*SELECTION:*

◇ ◇ ◇

# SWINGING FLIES FOR STEELHEAD



## rustyolddad (Aug 12, 2014)

Just getting started swinging flies with my new switch rod for steelhead. Have the casting down enough to fish, thanks to an hour lesson with Joe Beno from BP shop in Sheffield.

I am throwing a 20 foot RIO skagit head and a ten foot MOW tip ( T-11). Running a short two foot mono loop to the fly. Having a difficult time understanding when to switch out the tips (float/sink) considering river conditions. Do I always want to be on the bottom? Do I want the rear section sinking but the front section floating? Does it matter if I am working the river on a 45 degree swing? 

Any help is most appreciated.


----------



## 419hayden (Mar 25, 2015)

Lots of questions there this is what I do now I typically fish a 5-5 mow tip 
Unless it's low and clear then 7.5-2.5 tip I used think I was never deep enough but now I realized i was fishing under them I run an unweighted fly unless it really high conditions. Also I use a 45 degree cast most of the time but there are situations where a more straight cast works for sinking the fly by mending and letting the fly dead drift till it is at a 45 then come tight and let swing or if I want a faster presentation then a larger belly in your line will produce a faster swing there is so money combinations that produce many different results that's what swinging flies a challenge. If you ever want meet up on the river I could show you some of what Ive learned and am still learning no expert here


----------



## rustyolddad (Aug 12, 2014)

419hayden said:


> Lots of questions there this is what I do now I typically fish a 5-5 mow tip
> Unless it's low and clear then 7.5-2.5 tip I used think I was never deep enough but now I realized i was fishing under them I run an unweighted fly unless it really high conditions. Also I use a 45 degree cast most of the time but there are situations where a more straight cast works for sinking the fly by mending and letting the fly dead drift till it is at a 45 then come tight and let swing or if I want a faster presentation then a larger belly in your line will produce a faster swing there is so money combinations that produce many different results that's what swinging flies a challenge. If you ever want meet up on the river I could show you some of what Ive learned and am still learning no expert here


Great response! seeing the river is pretty low and clear I will try a 7.5-2.5 as suggested and see how it goes. After feeling the strike of a tight swung fly I dont think I can fish for steelhead any other way......Thanks Again! and thanks for the offer to meet up, I will give you a shout sometime!


----------



## chuckNduck (Jun 29, 2012)

I don't fish with a switch or spey, but I can tell you that too deep is just as unproductive as not deep enough. If you're bouncing bottom swinging flies, you're under the fish. Keep it 4-6" off the bottom, and you'll be in the sweet spot.


----------



## rickerd (Jul 16, 2008)

My experience in our waters is 18 inches to 24 inches off the bottom is close enough. If it is down in their face, that will have more a tendency to push them out than to draw a strike. 

A guide I fished with in Oregon, told me while fishing big water(Willamette) 8-10 feet deep of water, I only need to get down half way or so. He was right I hooked 6 that day and landed 4 in 4 hours with him. I was fishing big water with a 7 wt, 10 foot single hand rod from a driftboat. IMHO The movement of the fly is what draws the fish to strike, along with the mood of the fish. I know being in the driftboat also helps to get to the best water without super long casts. My casts that day were 30-70 feet plus the sinktip and leader. Water was clear too I could see bottom in 8 f.o.w.
Rickerd


----------

◇ ◇ ◇

*STORED RECORDS:*
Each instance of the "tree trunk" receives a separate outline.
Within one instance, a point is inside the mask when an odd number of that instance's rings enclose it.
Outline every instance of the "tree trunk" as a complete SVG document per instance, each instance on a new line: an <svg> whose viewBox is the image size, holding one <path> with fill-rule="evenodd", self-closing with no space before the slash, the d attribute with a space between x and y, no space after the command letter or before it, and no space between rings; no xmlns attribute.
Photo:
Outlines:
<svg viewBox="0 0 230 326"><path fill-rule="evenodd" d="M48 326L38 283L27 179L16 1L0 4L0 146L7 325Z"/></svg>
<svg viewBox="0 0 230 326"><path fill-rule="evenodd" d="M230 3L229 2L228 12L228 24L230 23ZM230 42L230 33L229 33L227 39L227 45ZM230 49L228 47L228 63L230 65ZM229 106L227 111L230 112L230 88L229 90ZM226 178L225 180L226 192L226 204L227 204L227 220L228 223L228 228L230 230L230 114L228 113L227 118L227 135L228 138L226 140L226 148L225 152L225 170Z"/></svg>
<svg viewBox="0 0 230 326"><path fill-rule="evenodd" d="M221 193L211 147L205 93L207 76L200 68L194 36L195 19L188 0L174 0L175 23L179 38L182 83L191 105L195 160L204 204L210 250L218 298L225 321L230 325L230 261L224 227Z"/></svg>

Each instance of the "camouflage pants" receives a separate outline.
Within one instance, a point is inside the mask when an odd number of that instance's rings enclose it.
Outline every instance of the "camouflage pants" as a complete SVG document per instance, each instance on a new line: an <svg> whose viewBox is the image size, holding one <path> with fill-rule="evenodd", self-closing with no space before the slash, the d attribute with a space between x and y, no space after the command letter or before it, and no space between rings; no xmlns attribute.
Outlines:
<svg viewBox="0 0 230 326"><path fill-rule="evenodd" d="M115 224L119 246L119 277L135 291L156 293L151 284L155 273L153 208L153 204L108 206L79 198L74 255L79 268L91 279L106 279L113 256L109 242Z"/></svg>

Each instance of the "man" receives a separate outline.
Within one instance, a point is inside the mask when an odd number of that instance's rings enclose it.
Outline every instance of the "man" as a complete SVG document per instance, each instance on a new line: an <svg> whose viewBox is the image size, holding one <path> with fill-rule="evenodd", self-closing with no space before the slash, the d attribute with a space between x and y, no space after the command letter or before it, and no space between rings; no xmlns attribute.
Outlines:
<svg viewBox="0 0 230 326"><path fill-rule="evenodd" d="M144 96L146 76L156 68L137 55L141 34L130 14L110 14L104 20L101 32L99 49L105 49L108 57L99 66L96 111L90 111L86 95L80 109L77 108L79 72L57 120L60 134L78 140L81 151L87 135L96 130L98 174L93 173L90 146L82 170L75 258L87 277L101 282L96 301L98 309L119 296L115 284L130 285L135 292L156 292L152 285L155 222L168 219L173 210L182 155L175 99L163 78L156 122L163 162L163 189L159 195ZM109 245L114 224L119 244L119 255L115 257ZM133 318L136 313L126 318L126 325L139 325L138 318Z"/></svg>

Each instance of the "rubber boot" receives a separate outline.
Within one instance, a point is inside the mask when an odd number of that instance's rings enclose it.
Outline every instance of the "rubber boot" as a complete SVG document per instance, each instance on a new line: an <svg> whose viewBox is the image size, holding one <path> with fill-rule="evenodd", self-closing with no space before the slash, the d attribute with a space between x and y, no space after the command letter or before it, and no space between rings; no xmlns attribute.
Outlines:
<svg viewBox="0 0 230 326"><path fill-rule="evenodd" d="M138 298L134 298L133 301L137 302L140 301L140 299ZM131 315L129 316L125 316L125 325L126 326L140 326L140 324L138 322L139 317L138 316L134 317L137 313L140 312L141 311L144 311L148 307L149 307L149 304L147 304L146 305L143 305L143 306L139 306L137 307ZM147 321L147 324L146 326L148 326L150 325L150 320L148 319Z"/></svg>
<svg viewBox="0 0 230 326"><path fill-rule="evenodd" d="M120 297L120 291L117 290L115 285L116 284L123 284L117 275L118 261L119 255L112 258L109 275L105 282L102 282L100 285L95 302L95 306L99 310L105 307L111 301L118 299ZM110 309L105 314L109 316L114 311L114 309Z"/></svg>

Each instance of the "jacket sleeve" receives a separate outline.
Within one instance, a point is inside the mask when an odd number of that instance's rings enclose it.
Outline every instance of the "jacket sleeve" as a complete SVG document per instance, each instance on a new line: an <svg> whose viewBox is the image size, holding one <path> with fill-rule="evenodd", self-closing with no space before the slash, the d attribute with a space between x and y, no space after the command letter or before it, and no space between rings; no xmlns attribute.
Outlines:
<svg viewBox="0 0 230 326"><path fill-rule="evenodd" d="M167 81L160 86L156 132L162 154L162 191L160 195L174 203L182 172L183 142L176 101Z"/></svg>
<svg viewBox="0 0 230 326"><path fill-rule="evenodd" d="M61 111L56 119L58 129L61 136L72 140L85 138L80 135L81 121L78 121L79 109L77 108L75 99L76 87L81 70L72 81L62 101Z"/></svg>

◇ ◇ ◇

*DIRECTIONS:*
In the thread on swinging flies for steelhead, how far off the bottom does chuckNduck recommend keeping the fly? The records were drawn from a separate source.

*RESULT FOR THIS EXERCISE:*
4 to 6 inches off the bottom.